- **Passage shown**:
Islington councillors of both Labour and Green parties last night united in condemnation of Boris Johnson’s now-notorious ‘humbug’ comments in response to pleas for the moderation of language in Parliament.
Islington council leader Richard Watts, who said he had been a colleague and friend of murdered MP Jo Cox and her husband, was particularly vehement in his criticism of the Prime Minister, calling Johnson’s invocation of her name “utterly bloody disgraceful”.
The meeting saw councillors speaking up in fear for their safety in the current political climate, as the Town Hall committed to a formal motion opposing a no-deal Brexit “in the strongest terms”.
Cllr Watts (Lab, Tollington) said: “I think the language we are seeing from Boris Johnson is deliberately inflaming community tension in order that they can harvest votes to get them out of the mess they are in at the moment, I think is little short of disgraceful.
“To use Jo Cox to argue for government policy is utterly bloody disgraceful. We know very well what happens when far right rhetoric ramps up the fears of vulnerable people.
“That’s what happened when Darren Osborne drove a van into Muslim worshippers in our very own borough, a man who was radicalised by online rhetoric, prompting him to commit terrorist murder.
“Real people are victims of this, and this borough will stand up for a united, cohesive community, whatever view you take on Brexit or the future of our country, we stand together and against the hatred that Boris Johnson is trying to peddle.”
Cllr Sue Lukes (Lab, Highbury East) added: “I recently looked around at a family gathering and realised this was the first generation in five where people did not have to move from one country to another because of fascism in one form or another.
“We felt safe, but I no longer feel that safety. Ethnonationalism is being mobilised against us and against everybody in pursuit of a no-deal Brexit, and to keep this utterly disgraceful government in power.”
Boris Johnson has to date refused to apologise for his comments, having sent a junior minister in his place to a debate on language in the House of Commons.

- **Data listing**:
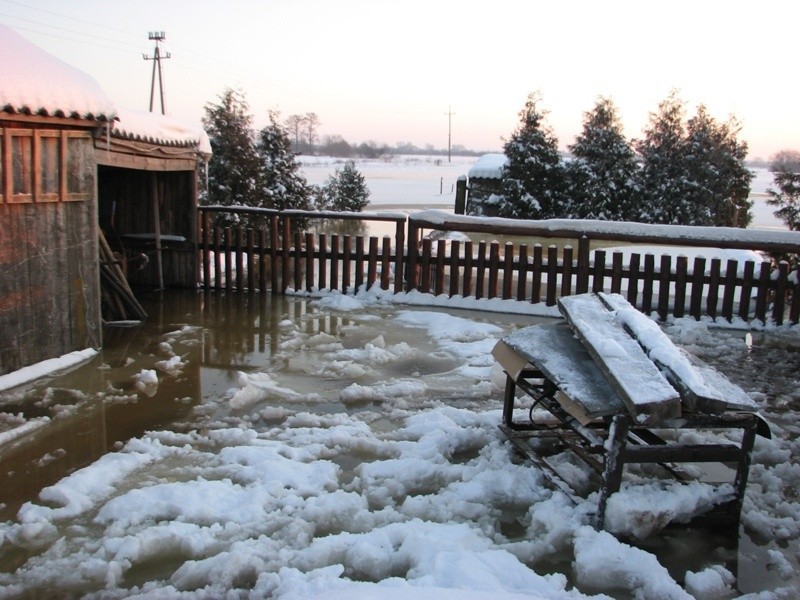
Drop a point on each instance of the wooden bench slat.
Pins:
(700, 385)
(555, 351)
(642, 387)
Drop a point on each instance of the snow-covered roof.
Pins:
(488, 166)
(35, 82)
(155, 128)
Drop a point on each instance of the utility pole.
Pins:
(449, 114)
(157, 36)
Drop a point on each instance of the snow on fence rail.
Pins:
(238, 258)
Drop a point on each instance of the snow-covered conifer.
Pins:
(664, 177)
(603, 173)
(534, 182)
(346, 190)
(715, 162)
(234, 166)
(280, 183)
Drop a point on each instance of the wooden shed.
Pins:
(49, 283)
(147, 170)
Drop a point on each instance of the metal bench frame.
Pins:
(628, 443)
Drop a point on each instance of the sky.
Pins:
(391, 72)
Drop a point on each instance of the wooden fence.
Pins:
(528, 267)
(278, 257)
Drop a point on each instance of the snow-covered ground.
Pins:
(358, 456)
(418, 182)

- **Direction**:
In the article on the Islington council meeting, explain why Richard Watts said Boris Johnson was using inflammatory language.

- **Full solution**:
Watts said Johnson was deliberately inflaming community tension to harvest votes. He said the aim was to get the government out of the mess it is currently in.